§ AIM OF THE TASK
Among the lines of the records, count those containing the word "cuff", then give the number alone.

Image point grounding data
----------

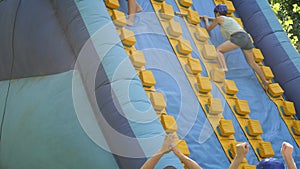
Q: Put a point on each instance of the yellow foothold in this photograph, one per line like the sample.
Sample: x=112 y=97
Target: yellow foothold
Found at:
x=204 y=84
x=267 y=72
x=226 y=128
x=184 y=47
x=258 y=56
x=127 y=37
x=218 y=75
x=194 y=65
x=254 y=128
x=174 y=28
x=209 y=52
x=112 y=4
x=275 y=90
x=183 y=147
x=169 y=123
x=296 y=127
x=265 y=149
x=289 y=108
x=230 y=6
x=215 y=106
x=166 y=11
x=230 y=87
x=193 y=17
x=186 y=3
x=201 y=34
x=242 y=107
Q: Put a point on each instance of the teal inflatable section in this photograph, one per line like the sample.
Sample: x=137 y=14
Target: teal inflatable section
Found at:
x=41 y=129
x=123 y=83
x=3 y=93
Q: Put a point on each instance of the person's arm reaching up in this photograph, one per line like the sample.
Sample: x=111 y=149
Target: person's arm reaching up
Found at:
x=214 y=23
x=241 y=152
x=286 y=151
x=188 y=162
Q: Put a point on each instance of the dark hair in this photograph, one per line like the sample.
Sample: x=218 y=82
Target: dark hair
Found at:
x=221 y=9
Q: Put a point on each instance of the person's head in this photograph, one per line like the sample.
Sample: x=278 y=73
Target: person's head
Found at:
x=270 y=163
x=221 y=9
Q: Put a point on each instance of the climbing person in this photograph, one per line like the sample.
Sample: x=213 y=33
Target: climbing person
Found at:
x=236 y=37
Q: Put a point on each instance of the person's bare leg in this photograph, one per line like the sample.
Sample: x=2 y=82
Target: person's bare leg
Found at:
x=223 y=48
x=250 y=60
x=132 y=7
x=138 y=8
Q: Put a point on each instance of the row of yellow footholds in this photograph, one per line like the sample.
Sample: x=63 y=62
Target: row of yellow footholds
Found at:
x=275 y=92
x=286 y=108
x=146 y=76
x=214 y=105
x=192 y=67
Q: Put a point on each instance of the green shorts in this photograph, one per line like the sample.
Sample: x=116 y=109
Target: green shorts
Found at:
x=242 y=40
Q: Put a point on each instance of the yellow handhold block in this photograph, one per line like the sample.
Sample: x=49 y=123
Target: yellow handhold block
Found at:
x=215 y=106
x=166 y=11
x=242 y=107
x=147 y=78
x=184 y=47
x=201 y=34
x=230 y=6
x=183 y=147
x=258 y=56
x=186 y=3
x=169 y=123
x=275 y=90
x=174 y=28
x=296 y=127
x=209 y=51
x=137 y=59
x=232 y=149
x=127 y=37
x=265 y=149
x=158 y=101
x=193 y=17
x=119 y=18
x=289 y=108
x=194 y=65
x=218 y=75
x=254 y=128
x=230 y=87
x=239 y=21
x=226 y=128
x=112 y=4
x=204 y=84
x=267 y=72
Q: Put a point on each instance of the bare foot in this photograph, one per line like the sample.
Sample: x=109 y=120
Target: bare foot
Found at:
x=138 y=8
x=266 y=84
x=225 y=70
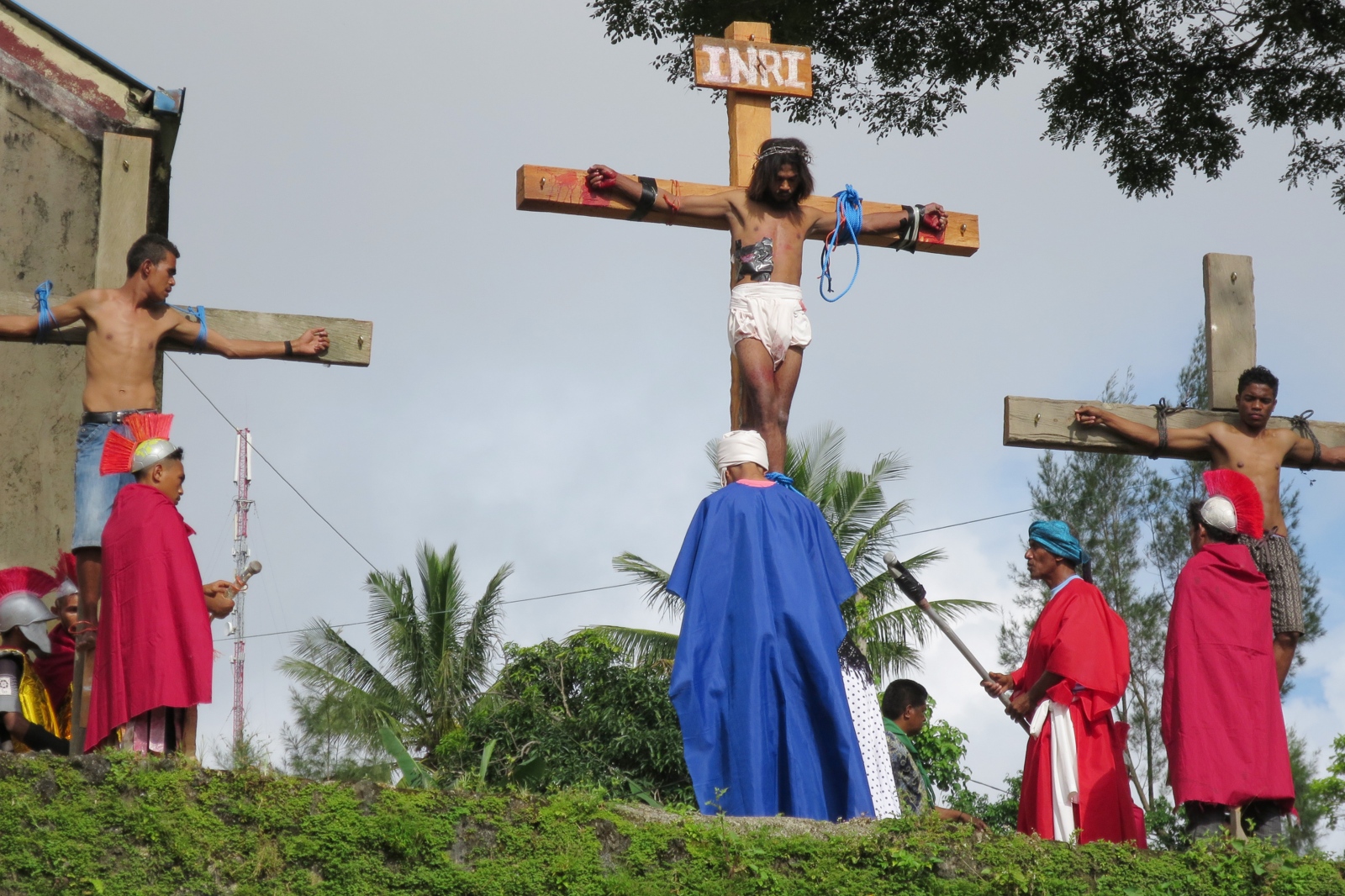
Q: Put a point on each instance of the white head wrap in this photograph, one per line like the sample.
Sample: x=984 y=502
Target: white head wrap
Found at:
x=1217 y=513
x=741 y=447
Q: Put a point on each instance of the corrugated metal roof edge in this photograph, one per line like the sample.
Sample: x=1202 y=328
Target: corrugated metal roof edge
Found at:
x=78 y=47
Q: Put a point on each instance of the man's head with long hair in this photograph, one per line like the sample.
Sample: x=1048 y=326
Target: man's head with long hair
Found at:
x=782 y=175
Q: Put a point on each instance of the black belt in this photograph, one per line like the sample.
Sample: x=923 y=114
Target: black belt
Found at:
x=113 y=416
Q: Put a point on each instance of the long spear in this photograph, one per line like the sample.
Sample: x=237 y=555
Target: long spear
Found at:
x=912 y=588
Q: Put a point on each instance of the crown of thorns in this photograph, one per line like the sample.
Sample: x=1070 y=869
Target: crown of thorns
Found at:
x=786 y=151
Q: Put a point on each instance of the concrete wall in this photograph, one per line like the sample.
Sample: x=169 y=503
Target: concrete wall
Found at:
x=57 y=104
x=49 y=229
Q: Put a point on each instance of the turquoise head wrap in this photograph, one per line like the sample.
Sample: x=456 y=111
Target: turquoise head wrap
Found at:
x=1055 y=535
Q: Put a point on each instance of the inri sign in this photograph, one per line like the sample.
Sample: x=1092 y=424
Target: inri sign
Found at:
x=753 y=67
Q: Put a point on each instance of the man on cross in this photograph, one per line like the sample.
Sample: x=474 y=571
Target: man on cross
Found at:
x=1258 y=452
x=768 y=324
x=125 y=329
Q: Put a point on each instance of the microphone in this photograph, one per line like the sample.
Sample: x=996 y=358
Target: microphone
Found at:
x=253 y=568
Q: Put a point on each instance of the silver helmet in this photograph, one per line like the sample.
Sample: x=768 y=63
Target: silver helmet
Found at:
x=26 y=611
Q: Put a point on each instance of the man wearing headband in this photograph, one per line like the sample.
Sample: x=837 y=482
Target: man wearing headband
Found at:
x=1076 y=669
x=757 y=683
x=154 y=661
x=768 y=324
x=30 y=723
x=1221 y=721
x=1257 y=451
x=125 y=329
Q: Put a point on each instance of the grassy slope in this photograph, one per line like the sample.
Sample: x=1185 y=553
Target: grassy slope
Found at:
x=114 y=825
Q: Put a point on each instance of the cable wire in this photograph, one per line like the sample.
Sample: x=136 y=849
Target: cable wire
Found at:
x=256 y=451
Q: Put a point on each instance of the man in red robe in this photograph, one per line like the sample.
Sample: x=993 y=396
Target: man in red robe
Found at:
x=154 y=661
x=1076 y=669
x=1221 y=719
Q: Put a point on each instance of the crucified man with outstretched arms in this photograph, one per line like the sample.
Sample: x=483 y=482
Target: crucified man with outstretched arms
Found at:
x=1258 y=452
x=125 y=329
x=768 y=324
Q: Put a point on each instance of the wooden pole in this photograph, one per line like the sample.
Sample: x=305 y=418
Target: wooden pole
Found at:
x=750 y=127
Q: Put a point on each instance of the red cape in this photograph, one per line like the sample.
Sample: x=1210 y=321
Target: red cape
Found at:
x=58 y=667
x=1083 y=640
x=1223 y=721
x=154 y=630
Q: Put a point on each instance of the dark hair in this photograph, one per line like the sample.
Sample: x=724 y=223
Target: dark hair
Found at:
x=762 y=188
x=151 y=248
x=901 y=694
x=1261 y=376
x=1215 y=535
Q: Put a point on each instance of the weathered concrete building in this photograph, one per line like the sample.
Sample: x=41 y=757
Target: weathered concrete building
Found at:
x=84 y=171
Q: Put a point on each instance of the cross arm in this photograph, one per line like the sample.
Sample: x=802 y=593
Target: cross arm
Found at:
x=565 y=192
x=1046 y=423
x=350 y=340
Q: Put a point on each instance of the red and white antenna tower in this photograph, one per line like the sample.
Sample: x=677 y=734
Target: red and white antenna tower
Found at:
x=242 y=503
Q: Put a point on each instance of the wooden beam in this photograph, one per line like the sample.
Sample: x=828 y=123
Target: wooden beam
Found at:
x=350 y=340
x=1230 y=324
x=565 y=192
x=123 y=205
x=1046 y=423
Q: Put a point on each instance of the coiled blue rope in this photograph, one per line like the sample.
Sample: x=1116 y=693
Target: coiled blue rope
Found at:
x=849 y=219
x=780 y=479
x=201 y=318
x=46 y=320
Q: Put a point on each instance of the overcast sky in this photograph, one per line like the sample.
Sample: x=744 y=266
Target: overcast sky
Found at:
x=542 y=387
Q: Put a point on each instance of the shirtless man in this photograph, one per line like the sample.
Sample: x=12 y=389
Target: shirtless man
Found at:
x=1257 y=452
x=125 y=329
x=768 y=324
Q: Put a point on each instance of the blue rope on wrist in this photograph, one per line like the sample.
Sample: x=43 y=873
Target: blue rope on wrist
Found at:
x=849 y=219
x=199 y=313
x=46 y=320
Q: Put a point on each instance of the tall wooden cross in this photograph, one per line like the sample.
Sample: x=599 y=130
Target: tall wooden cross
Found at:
x=1231 y=336
x=751 y=69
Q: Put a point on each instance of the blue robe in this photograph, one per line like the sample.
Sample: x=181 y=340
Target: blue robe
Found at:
x=757 y=681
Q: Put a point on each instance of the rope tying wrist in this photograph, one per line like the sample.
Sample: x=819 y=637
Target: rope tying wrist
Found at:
x=849 y=219
x=649 y=194
x=46 y=320
x=1304 y=430
x=1163 y=409
x=910 y=235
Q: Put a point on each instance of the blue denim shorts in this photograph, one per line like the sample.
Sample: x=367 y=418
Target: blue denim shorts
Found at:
x=94 y=493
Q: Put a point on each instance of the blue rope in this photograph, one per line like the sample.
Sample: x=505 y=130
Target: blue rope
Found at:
x=46 y=320
x=849 y=215
x=780 y=479
x=201 y=316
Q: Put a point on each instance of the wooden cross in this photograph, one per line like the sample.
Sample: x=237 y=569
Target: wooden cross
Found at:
x=1231 y=335
x=751 y=69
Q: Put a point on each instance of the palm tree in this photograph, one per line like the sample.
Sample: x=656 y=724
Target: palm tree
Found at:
x=436 y=653
x=883 y=623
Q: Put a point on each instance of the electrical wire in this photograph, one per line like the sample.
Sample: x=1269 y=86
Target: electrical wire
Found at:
x=256 y=451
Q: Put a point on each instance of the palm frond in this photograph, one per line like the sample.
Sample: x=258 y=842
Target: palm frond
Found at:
x=656 y=582
x=641 y=645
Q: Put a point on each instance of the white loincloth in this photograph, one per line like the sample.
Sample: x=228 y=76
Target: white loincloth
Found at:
x=771 y=313
x=873 y=741
x=1064 y=764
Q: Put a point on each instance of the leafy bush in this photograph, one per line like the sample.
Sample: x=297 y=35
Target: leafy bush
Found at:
x=576 y=714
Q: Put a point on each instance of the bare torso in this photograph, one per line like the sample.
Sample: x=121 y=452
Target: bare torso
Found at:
x=750 y=222
x=1259 y=458
x=123 y=349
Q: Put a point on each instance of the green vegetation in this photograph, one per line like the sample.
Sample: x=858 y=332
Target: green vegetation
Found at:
x=113 y=825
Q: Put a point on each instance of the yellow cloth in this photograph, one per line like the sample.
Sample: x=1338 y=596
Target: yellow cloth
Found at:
x=33 y=700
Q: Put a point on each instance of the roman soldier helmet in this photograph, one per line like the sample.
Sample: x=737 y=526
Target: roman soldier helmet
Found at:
x=20 y=604
x=148 y=445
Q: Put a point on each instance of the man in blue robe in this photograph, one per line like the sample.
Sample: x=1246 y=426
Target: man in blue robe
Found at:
x=757 y=681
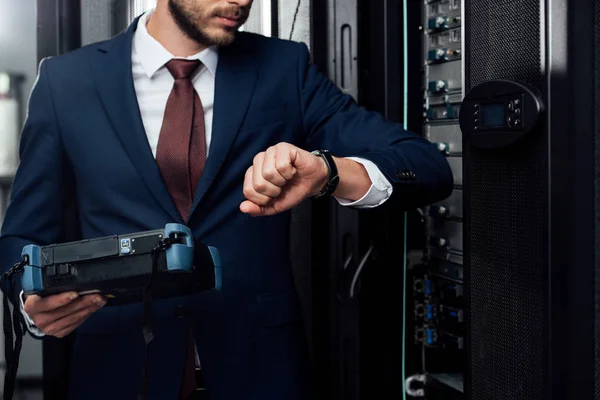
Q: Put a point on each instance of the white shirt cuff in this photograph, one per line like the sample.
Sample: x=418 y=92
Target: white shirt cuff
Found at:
x=34 y=330
x=380 y=190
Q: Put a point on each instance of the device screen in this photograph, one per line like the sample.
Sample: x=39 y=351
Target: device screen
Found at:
x=492 y=115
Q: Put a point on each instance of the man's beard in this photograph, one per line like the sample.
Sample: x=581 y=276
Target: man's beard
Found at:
x=192 y=26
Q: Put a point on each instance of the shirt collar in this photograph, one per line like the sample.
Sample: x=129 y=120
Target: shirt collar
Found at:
x=153 y=56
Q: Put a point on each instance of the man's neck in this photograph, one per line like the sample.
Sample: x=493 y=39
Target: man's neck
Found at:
x=164 y=29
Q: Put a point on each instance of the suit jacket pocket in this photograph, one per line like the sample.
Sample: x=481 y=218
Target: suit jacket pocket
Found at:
x=261 y=117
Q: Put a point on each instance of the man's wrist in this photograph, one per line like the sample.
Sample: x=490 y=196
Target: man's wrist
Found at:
x=322 y=177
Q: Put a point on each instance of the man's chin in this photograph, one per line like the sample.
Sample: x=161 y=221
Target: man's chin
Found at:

----------

§ TASK SOLUTION
2